======== Source material ========

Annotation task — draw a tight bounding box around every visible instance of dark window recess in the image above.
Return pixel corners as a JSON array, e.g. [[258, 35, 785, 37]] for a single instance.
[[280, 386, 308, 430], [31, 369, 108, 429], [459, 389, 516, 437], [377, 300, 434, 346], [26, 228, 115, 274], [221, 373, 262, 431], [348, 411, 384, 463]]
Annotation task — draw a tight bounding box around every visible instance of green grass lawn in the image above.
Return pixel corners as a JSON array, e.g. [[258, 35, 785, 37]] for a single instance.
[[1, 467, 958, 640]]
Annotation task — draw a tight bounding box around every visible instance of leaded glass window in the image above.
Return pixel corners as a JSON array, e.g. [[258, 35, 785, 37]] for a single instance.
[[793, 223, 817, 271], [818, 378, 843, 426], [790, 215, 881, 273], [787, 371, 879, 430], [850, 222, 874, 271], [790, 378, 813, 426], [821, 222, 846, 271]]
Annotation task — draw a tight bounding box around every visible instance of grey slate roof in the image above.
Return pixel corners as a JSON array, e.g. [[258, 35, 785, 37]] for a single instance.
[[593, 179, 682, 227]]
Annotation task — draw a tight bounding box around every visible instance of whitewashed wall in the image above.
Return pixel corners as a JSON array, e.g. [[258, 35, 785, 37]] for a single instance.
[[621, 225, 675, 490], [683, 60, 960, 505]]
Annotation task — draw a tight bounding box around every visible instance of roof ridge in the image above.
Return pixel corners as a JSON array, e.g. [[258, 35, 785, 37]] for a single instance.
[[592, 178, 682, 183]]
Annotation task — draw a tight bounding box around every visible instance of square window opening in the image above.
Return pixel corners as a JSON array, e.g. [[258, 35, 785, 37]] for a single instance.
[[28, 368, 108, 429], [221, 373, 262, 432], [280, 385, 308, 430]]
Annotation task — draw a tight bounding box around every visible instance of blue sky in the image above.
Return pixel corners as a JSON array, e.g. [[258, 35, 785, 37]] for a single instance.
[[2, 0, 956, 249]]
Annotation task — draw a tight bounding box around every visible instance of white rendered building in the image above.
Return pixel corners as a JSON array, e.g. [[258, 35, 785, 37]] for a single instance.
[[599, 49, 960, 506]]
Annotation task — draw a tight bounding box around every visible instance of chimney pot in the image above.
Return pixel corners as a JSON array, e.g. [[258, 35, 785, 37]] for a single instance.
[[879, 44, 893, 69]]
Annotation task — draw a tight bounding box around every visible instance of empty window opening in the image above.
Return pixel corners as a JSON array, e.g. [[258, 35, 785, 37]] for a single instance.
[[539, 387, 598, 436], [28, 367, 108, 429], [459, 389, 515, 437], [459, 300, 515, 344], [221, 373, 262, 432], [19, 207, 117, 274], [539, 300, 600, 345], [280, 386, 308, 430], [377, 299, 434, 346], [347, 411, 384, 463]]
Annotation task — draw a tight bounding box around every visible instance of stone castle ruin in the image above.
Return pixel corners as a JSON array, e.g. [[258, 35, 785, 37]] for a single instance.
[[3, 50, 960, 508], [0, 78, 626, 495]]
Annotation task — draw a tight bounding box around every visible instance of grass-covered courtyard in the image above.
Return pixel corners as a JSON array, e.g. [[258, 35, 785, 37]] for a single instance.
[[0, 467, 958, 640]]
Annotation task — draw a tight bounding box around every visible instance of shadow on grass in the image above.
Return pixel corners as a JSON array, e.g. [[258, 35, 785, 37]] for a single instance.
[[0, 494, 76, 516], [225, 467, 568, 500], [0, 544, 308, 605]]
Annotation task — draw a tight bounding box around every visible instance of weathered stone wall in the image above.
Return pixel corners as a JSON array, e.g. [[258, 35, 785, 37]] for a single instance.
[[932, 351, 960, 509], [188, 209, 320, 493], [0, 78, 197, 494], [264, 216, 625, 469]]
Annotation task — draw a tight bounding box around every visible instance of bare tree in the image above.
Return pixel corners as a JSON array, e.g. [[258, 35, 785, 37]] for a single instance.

========

When a line in the listing has the word "opening", return that line.

:: Written reply ::
Annotation task — draw a tight bounding box around every visible instance of square window opening in the image above.
Annotation task — draw a tight bounding box around every visible instance of empty window opening in the image above.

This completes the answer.